Stated exercise 1: Repeat the civil conspiracy passage, starting with "Ramirez and PNC had" and going on through "(¶151) (emphasis added).", substituting "arrangement" for every "agreement".

==== Source text

Because the undersigned finds that Plaintiffs lack standing to bring the RICO claims, the undersigned need not address the PNC Defendants' enterprise argument.

C. Civil Conspiracy - Count 29

"Under Florida law, the elements of a civil conspiracy claim are: '(a) an agreement between two or more parties, (b) to do an unlawful act or to do a lawful act by unlawful means, (c) the doing of some overt act in pursuance of the conspiracy, and (d) damage to plaintiff as a result of the acts done under the conspiracy.'" Tippens v. Round Island Plantation L.L.C., No. 09-CV-14036, 2009 WL 2365347, at *4 (S.D. Fla. 2009) (quoting UTC Indus., Inc. v. Presidential Fin. Corp., 976 So. 2d 92, 94 (Fla. 3d DCA 2008)). "[A] conspiracy requires a meeting of the minds between two or more persons to accomplish a common and unlawful plan." McAndrew v. Lockheed Martin Corp., 206 F.3d 1031, 1036 (11th Cir. 2000) (citing Bivens Gardens Office Bldg., Inc. v. Barnett Banks of Fla., Inc., 140 F.3d 898, 912 (11th Cir. 1998)). "Under Florida law, a civil conspiracy must have as its object the commission of an underlying tort." United Techs. Corp. v. Mazer, 556 F.3d 1260, 1281 (11th Cir. 2009)

Plaintiffs allege that the basis of their civil conspiracy claim "is a fraud and theft of over four million dollars of Plaintiffs' money, which are independent torts that give rise to causes of action." Am. Compl. [D.E. 44 ¶ 493]. Plaintiffs argue that they have sufficiently pled a claim of civil conspiracy because they allege that:

Ramirez and PNC had an agreement with Walsh, the Walsh Entities, and SARC; "Defendants, Ramirez and PNC agreed to accommodate Defendant, Walsh's demands." (¶139); "Defendants, Ramirez and PNC agreed to allow Defendants, Walsh and SARC to open and operate a business checking account with PNC's escrow services." (¶142); "Defendants, Ramirez and PNC's agreement with Walsh violated PNC's internal rules, regulations, and policies." (¶144); "Ramirez stood to
gain from this agreement by increasing profits for his employer, PNC." (¶145); "PNC had knowledge of the EB-5 program prior to entering this agreement with Walsh." (¶151) (emphasis added).

========
==== The records

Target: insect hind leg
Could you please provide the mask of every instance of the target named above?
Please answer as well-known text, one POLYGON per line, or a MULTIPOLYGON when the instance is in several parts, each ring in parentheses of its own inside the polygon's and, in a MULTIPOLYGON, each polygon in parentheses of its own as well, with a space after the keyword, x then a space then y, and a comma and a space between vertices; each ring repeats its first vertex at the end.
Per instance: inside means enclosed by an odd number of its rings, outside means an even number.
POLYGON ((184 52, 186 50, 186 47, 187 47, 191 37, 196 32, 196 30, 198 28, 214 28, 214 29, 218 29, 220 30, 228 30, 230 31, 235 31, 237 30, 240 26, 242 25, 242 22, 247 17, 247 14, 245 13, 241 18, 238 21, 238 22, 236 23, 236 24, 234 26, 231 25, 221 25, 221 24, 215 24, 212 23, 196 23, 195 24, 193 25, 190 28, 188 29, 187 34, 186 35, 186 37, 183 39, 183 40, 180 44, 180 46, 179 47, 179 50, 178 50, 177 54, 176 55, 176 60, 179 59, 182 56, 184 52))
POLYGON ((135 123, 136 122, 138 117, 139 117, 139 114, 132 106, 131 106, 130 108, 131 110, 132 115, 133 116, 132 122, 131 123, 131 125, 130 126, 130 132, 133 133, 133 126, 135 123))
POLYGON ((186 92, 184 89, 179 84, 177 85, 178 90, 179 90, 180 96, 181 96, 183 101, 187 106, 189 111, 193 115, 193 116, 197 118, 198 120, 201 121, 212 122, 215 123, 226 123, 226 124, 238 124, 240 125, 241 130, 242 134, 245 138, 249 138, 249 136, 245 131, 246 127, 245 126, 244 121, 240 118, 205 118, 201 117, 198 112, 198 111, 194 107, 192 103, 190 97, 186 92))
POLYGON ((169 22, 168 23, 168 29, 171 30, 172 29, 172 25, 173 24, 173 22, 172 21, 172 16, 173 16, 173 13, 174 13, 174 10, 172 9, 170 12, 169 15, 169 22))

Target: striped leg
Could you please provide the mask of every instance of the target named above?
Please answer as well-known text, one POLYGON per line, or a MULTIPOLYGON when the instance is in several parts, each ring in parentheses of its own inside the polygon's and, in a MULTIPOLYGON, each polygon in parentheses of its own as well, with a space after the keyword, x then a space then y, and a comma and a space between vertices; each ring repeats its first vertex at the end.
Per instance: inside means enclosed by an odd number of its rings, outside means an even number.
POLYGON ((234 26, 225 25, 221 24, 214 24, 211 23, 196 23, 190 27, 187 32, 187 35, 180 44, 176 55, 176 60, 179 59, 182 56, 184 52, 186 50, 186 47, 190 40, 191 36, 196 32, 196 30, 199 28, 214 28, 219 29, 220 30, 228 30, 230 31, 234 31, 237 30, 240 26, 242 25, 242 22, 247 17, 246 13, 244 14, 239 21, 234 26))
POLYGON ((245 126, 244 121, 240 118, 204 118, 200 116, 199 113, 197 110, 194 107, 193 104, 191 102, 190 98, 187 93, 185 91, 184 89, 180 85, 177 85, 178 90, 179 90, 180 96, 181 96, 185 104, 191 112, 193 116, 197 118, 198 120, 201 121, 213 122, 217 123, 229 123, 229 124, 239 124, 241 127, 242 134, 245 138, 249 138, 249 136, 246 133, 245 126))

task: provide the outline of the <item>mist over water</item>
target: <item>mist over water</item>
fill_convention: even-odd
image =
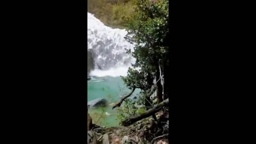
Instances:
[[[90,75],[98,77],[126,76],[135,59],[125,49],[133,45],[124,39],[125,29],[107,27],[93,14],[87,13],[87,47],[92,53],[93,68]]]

========

Stated exercise 2: Convert the dataset records into a numbered list, starting with their first line and going on through the line with "POLYGON ((135 123, 136". Leave out blank lines.

Correct output 1:
Ramirez and PNC had an arrangement with Walsh, the Walsh Entities, and SARC; "Defendants, Ramirez and PNC agreed to accommodate Defendant, Walsh's demands." (¶139); "Defendants, Ramirez and PNC agreed to allow Defendants, Walsh and SARC to open and operate a business checking account with PNC's escrow services." (¶142); "Defendants, Ramirez and PNC's arrangement with Walsh violated PNC's internal rules, regulations, and policies." (¶144); "Ramirez stood to
gain from this arrangement by increasing profits for his employer, PNC." (¶145); "PNC had knowledge of the EB-5 program prior to entering this arrangement with Walsh." (¶151) (emphasis added).

Correct output 2:
1. Target: insect hind leg
2. Could you please provide the mask of every instance of the target named above?
3. Please answer as well-known text, one POLYGON per line, or a MULTIPOLYGON when the instance is in several parts, each ring in parentheses of its own inside the polygon's and, in a MULTIPOLYGON, each polygon in parentheses of its own as well, with a space after the keyword, x then a space then y, and a comma and a space between vertices; each ring repeats its first vertex at the end.
4. Per instance: inside means enclosed by an odd number of its rings, outside means an even number.
5. POLYGON ((184 52, 186 50, 186 47, 187 47, 191 37, 196 32, 196 30, 198 28, 214 28, 214 29, 218 29, 220 30, 228 30, 230 31, 235 31, 237 30, 240 26, 242 25, 242 22, 247 17, 247 14, 245 13, 241 18, 238 21, 238 22, 236 23, 236 24, 234 26, 231 25, 221 25, 221 24, 215 24, 212 23, 196 23, 195 24, 193 25, 190 28, 188 29, 187 34, 186 35, 186 37, 183 39, 183 40, 180 44, 180 46, 179 47, 179 50, 178 50, 177 54, 176 55, 176 60, 179 59, 182 56, 184 52))
6. POLYGON ((135 123, 136 122, 138 117, 139 117, 139 114, 132 106, 131 106, 130 108, 131 110, 132 115, 133 116, 132 122, 131 123, 131 125, 130 126, 130 132, 133 133, 133 126, 135 123))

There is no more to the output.